* SET TASK A
Reproduce the entries word for word, starting at the line containing "Reviewer note: see that each instance of the chameleon mouth" and continuing through the final line of the entries.

* PASSAGE SHOWN
Occupying a punk rock zone between John Waters/Russ Meyer girl gang gutter camp and Roger Corman-Jack Hill strong female 'bare-breasted feminism', there's a refreshing amorality at play to help make up for the paucity of budget. By breaking the sanctified arrangement that says women protagonists can't kill without a reason (self defense mainly) and even then they have to cry afterwards, or be somehow damaged from it ("he t-t-t-tried to.... but I, I, I!"), the Monstro women say fuck that, they actually seem to have seen Russ Meyer and Jack Hill movies rather than being directed by them at the time. You can bet they don't carry soft drinks in their cooler, and if you get that reference, then you've probably seen Faster Pussycat Kill Kill! as many times as I have and will like this film. For example, these broads all carry folding knives in their boots, and when they sense danger, they just quiet down and walk towards it, silently reaching down, taking them out, and unfolding them, keeping them out and low as they slink, as naturally and subtly and without big music stings as you could ever hope for. It's so Hawksian I want to cry.

* AVAILABLE RECORDS
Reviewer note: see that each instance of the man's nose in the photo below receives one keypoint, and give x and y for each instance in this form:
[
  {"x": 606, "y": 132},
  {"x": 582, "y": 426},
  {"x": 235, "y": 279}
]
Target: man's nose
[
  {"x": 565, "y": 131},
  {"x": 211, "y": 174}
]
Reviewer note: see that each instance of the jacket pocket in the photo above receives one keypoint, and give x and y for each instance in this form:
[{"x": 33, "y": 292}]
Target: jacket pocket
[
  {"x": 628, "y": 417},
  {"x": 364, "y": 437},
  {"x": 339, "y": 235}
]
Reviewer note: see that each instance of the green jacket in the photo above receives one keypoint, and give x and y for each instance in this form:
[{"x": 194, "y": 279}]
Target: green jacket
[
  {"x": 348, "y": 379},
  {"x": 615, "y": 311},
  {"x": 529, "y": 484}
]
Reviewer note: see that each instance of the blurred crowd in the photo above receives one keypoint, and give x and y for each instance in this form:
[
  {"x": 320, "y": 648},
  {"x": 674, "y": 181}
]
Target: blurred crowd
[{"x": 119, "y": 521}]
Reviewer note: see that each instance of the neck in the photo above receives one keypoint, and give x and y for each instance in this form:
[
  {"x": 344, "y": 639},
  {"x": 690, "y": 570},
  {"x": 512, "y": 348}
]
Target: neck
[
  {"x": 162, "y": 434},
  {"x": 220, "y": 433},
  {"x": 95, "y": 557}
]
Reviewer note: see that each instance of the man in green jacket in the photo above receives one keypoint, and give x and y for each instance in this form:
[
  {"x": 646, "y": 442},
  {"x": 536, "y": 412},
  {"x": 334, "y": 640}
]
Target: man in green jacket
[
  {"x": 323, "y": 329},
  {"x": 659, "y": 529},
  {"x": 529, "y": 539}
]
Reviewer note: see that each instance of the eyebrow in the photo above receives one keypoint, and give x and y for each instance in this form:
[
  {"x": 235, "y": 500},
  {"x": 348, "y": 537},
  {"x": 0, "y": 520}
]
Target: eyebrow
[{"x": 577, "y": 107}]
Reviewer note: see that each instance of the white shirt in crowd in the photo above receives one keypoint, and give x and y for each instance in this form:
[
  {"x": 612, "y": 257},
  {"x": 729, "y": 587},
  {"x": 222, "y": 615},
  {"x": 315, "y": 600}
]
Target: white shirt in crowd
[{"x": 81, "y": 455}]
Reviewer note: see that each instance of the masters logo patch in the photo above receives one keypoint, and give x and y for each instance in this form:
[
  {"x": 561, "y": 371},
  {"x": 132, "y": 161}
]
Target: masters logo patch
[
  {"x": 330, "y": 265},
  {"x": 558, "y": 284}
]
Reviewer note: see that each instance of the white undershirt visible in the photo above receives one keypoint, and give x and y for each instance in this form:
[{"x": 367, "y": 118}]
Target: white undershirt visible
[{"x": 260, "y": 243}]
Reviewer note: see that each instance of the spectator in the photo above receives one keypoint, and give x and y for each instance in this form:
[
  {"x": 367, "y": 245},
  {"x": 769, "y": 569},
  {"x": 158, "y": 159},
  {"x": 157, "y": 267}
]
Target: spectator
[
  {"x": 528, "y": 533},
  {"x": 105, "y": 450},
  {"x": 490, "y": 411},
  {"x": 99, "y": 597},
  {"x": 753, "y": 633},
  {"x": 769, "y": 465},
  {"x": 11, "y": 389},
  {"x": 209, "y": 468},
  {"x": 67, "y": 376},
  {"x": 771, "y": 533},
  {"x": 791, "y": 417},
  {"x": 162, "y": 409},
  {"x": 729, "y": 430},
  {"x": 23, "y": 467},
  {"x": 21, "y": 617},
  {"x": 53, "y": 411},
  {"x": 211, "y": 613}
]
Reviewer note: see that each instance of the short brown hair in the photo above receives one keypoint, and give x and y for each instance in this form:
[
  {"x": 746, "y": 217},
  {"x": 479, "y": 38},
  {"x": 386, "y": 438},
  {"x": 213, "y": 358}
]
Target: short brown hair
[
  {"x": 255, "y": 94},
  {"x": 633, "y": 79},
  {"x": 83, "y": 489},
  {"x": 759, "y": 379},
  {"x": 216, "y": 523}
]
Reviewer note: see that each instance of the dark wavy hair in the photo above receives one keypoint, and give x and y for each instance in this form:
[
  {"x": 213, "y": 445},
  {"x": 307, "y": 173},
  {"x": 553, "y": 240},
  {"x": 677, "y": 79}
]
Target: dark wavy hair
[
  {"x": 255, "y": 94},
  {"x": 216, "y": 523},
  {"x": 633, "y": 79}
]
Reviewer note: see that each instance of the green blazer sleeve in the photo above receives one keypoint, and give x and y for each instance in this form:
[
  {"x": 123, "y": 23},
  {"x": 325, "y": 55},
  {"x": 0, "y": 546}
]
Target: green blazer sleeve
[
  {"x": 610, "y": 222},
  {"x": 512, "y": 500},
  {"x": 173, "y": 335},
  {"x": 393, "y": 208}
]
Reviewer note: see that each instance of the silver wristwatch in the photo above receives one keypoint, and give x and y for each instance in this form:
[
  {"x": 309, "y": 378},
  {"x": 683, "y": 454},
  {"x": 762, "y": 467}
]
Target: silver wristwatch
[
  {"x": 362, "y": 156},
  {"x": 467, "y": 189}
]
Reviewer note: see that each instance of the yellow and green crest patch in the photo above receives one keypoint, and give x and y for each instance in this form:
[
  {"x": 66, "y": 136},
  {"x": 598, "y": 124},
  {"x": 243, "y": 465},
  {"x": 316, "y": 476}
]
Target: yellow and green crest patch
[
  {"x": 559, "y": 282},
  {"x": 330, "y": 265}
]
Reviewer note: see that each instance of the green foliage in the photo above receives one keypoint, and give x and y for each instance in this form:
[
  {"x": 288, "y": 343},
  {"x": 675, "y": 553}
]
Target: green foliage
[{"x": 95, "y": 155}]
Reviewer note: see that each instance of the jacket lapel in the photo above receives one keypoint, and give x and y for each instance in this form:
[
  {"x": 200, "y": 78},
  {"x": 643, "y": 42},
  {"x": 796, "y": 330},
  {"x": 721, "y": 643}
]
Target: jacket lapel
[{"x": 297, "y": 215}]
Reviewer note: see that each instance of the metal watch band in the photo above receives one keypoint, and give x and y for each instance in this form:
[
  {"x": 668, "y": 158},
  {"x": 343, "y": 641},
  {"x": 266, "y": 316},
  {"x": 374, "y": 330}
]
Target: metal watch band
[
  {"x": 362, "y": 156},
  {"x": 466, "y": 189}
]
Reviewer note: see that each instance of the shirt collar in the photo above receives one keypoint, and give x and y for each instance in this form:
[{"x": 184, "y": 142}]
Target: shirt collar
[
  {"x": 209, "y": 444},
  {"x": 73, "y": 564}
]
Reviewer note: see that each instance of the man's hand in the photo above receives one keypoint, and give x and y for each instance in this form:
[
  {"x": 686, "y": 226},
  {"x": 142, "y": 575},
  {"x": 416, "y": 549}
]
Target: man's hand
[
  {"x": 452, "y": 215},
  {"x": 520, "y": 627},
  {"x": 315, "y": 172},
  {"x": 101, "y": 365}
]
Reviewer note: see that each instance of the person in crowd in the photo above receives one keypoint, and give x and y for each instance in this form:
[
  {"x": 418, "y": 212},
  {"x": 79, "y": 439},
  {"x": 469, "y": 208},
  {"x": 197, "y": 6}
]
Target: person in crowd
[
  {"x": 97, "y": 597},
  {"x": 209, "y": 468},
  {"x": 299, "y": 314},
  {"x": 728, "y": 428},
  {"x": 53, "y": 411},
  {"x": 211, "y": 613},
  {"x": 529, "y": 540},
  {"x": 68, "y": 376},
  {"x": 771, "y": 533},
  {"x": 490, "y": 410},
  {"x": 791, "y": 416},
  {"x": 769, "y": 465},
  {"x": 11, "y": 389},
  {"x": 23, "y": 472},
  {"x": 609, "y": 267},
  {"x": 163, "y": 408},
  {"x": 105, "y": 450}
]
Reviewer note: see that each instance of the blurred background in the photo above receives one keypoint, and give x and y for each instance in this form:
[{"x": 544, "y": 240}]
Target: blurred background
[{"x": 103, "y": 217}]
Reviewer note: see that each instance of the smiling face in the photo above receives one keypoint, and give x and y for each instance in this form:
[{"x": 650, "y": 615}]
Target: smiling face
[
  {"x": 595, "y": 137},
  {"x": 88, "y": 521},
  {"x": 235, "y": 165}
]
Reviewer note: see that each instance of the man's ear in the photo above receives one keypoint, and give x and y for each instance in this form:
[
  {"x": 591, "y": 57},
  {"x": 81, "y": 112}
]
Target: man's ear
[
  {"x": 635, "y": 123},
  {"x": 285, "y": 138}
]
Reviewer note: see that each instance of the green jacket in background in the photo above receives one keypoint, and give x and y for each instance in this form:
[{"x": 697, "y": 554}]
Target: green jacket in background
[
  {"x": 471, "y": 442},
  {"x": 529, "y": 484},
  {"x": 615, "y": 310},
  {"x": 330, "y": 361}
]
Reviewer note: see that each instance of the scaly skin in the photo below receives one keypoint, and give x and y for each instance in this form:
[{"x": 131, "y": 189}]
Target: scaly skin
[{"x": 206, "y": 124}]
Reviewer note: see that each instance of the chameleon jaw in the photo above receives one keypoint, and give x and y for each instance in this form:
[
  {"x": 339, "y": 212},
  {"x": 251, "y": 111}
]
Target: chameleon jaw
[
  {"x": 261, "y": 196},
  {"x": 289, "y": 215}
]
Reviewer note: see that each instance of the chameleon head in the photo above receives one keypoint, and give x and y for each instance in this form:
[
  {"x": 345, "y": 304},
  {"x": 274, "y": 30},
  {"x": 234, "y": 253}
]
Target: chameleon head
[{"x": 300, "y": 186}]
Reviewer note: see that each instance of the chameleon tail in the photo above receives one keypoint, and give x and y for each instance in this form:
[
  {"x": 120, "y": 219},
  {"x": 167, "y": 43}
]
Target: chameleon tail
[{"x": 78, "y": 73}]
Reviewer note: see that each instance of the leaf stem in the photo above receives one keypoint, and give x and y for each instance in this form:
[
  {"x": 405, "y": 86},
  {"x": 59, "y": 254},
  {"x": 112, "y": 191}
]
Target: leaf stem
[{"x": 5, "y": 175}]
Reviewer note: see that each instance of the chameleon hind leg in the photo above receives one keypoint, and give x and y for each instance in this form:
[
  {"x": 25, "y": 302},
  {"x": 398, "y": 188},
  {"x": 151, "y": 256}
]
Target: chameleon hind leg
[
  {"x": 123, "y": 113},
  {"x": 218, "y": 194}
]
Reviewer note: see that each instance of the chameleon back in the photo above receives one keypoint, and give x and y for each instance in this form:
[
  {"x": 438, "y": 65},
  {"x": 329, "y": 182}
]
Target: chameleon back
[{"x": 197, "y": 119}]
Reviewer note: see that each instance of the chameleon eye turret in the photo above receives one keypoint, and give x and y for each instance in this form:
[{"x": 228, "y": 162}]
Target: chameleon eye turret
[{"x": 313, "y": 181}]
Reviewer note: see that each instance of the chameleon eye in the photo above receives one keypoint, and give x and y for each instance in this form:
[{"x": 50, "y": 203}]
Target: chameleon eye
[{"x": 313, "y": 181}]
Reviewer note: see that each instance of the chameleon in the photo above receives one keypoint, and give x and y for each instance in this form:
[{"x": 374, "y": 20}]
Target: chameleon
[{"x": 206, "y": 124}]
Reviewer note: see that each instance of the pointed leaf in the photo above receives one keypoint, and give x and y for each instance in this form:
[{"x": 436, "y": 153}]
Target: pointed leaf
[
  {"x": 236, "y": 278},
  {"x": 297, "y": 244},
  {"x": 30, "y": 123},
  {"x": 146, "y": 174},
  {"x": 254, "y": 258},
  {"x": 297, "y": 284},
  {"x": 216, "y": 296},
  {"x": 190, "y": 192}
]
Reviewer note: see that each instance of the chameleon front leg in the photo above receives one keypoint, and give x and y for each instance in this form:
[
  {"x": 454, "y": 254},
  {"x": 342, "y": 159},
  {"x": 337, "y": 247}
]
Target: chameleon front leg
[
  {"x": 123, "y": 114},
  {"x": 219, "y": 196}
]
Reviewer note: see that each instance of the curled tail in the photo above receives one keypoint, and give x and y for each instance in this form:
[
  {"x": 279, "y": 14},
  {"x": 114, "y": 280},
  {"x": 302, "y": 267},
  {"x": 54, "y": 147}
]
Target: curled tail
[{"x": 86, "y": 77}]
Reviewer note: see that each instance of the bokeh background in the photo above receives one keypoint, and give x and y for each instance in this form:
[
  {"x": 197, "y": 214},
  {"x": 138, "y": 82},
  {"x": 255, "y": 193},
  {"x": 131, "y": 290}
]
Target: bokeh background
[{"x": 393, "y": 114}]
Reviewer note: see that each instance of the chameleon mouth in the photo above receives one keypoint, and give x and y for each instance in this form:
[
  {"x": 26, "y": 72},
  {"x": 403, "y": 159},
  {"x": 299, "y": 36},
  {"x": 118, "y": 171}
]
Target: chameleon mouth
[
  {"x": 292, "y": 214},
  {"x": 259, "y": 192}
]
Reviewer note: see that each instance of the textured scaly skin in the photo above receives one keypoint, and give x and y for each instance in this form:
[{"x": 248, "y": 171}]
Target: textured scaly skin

* SET TASK B
Condense the paragraph of the review that begins "Occupying a punk rock zone" into a shorter version that keeps its main facts.

* REPLY A
Reviewer note: see that each instance of the chameleon mouth in the photo above receives one keypoint, and give x and y for each instance in this form:
[
  {"x": 26, "y": 72},
  {"x": 403, "y": 159},
  {"x": 299, "y": 36},
  {"x": 118, "y": 171}
]
Target: chameleon mouth
[
  {"x": 292, "y": 214},
  {"x": 259, "y": 192}
]
Reviewer note: see that each instance of the textured scaly skin in the photo above receives one keypoint, and give x and y for each instance in this form:
[{"x": 248, "y": 171}]
Target: textured scaly skin

* REPLY B
The film sits between John Waters/Russ Meyer girl-gang gutter camp and the "bare-breasted feminism" of Roger Corman and Jack Hill, and its refreshing amorality helps offset its small budget. It rejects the convention that women protagonists may kill only with a reason, mainly self-defense, and must then cry or be damaged by it. The Monstro women seem to have watched Russ Meyer and Jack Hill movies rather than been directed by them, and viewers who have seen Faster Pussycat Kill Kill! many times will likely enjoy it. For example, the women carry folding knives in their boots. When they sense danger, they fall quiet, draw and unfold the knives, and slink toward it with the blades held low, without big music stings. The reviewer finds this so Hawksian it brings on tears.